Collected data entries
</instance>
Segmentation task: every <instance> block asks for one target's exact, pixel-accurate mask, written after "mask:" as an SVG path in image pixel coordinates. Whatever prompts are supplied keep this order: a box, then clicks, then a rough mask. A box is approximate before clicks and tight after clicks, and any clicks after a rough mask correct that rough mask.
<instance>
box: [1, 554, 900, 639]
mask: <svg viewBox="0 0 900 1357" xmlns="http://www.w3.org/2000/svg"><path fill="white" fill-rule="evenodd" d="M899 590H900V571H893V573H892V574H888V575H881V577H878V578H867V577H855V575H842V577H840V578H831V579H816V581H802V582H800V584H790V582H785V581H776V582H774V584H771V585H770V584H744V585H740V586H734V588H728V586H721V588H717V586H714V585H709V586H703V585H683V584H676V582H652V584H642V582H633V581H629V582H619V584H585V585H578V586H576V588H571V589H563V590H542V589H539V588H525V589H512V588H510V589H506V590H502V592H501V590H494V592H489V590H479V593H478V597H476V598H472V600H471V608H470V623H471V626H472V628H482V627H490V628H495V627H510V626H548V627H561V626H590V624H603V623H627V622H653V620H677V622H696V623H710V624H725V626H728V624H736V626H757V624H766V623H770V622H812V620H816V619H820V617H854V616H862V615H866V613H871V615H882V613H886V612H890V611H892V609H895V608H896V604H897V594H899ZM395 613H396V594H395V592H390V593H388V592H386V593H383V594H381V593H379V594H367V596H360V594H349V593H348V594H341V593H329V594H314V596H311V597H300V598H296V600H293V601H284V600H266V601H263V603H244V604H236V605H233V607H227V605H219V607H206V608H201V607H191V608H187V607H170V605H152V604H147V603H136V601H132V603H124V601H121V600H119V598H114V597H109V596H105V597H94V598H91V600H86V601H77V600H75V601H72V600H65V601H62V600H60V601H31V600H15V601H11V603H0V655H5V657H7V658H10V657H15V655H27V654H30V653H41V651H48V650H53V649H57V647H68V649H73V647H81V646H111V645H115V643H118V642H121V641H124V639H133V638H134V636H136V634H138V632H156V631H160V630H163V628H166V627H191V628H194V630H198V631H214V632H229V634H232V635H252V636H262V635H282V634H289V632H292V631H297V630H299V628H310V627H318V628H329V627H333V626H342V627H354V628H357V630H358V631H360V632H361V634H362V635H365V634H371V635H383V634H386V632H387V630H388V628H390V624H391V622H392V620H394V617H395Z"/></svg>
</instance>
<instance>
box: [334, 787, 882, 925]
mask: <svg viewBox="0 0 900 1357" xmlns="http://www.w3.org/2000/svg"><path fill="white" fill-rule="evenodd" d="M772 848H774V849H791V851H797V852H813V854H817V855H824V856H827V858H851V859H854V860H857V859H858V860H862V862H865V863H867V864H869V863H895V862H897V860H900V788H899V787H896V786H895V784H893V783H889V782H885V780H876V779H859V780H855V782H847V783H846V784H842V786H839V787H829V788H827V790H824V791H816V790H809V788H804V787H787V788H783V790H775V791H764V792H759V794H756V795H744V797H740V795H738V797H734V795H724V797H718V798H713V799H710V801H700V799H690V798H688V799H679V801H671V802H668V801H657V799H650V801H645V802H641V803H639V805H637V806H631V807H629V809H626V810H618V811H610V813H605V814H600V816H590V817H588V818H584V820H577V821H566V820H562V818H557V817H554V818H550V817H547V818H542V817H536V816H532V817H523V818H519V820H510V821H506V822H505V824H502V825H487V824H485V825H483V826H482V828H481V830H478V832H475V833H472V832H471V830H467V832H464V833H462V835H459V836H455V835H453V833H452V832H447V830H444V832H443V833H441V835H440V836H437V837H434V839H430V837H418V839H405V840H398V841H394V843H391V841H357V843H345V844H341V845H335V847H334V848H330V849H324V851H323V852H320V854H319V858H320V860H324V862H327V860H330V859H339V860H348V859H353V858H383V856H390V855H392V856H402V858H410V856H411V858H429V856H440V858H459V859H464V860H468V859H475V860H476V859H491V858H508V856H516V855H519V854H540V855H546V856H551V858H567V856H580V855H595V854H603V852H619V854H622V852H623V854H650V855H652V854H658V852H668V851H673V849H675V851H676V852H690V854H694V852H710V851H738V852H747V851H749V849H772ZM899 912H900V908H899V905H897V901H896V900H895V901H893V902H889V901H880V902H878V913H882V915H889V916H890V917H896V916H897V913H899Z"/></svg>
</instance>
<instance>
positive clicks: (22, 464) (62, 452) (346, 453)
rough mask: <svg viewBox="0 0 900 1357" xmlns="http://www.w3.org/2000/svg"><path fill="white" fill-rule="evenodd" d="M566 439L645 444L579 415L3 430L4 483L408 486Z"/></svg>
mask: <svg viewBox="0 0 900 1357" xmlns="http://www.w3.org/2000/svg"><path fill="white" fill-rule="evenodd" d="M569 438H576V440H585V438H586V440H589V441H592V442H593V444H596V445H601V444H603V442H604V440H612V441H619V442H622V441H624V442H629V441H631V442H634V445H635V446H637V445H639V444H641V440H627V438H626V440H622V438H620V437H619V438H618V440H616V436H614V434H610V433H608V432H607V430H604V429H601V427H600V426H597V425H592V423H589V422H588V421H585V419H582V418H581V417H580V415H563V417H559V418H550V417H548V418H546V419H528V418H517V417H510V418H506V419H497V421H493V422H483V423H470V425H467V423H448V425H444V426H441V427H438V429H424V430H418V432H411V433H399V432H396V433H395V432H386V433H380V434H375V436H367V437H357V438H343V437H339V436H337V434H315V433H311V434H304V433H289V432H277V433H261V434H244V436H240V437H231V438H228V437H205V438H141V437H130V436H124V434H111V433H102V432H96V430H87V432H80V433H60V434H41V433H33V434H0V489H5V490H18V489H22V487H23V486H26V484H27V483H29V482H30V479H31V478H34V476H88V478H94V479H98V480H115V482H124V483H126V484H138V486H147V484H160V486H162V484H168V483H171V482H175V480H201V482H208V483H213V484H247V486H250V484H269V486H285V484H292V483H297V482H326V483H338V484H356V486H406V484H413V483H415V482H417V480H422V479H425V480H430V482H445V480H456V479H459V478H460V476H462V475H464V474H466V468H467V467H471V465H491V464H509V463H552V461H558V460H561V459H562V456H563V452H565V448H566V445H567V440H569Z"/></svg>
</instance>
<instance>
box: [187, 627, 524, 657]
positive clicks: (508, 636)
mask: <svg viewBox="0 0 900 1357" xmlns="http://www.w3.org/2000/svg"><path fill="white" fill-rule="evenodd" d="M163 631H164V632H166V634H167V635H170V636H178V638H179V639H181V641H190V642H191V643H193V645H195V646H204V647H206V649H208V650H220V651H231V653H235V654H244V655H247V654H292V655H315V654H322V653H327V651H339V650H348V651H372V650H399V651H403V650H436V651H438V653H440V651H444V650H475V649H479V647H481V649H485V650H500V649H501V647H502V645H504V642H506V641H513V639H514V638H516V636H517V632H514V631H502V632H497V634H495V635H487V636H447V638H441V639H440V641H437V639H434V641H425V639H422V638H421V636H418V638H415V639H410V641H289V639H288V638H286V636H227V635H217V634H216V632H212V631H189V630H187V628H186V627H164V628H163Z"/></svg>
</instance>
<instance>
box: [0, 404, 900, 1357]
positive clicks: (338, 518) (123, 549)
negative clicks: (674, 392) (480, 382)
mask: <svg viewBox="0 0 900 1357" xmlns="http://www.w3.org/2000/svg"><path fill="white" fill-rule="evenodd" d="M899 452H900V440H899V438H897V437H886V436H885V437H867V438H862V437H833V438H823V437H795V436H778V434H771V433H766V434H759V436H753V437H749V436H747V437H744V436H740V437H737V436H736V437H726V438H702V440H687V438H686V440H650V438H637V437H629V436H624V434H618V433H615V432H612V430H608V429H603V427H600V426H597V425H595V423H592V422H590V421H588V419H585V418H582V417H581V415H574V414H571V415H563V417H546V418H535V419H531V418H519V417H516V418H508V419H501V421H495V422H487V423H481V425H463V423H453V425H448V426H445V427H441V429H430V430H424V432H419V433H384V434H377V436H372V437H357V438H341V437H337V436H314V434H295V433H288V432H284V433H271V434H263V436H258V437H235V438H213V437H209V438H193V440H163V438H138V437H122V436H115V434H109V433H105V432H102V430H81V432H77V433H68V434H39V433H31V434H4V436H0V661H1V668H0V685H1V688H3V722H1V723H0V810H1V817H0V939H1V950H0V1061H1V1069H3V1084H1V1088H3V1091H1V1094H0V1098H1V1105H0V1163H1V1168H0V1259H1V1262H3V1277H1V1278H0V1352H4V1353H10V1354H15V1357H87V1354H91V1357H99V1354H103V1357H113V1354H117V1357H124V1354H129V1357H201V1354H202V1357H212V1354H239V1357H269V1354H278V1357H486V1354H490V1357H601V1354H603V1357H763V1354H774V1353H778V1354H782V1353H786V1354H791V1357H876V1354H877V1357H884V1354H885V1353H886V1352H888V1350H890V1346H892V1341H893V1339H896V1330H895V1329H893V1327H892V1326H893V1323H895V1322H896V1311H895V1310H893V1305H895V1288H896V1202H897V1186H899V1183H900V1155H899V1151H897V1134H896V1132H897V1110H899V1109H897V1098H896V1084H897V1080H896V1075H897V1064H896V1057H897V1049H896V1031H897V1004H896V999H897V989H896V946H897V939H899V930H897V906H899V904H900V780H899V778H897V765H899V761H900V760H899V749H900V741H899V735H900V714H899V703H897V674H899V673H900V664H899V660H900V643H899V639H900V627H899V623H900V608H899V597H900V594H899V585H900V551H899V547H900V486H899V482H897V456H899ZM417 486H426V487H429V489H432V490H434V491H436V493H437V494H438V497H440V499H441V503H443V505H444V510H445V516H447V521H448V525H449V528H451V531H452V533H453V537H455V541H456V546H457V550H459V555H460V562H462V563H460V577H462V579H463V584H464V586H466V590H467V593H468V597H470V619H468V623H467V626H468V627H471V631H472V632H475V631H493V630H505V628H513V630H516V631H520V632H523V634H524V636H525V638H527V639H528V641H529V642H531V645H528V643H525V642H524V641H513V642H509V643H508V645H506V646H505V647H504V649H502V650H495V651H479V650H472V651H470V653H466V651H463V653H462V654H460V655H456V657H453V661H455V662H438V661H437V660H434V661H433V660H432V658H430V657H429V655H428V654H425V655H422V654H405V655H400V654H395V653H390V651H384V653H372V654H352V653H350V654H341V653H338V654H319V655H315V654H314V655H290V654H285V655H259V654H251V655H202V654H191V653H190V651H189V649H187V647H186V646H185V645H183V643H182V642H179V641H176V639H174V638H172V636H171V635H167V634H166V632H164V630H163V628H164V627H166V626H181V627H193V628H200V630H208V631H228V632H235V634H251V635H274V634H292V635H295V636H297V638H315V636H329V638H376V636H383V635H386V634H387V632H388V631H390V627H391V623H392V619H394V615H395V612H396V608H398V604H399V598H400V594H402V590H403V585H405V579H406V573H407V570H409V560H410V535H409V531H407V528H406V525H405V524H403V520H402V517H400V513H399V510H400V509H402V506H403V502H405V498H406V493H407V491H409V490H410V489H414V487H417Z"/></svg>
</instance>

What is expected:
Copy out, from the data above, every line holding the word "positive".

Written reply:
positive clicks: (22, 464) (62, 452) (346, 453)
positive clicks: (508, 636)
positive clicks: (338, 518) (123, 549)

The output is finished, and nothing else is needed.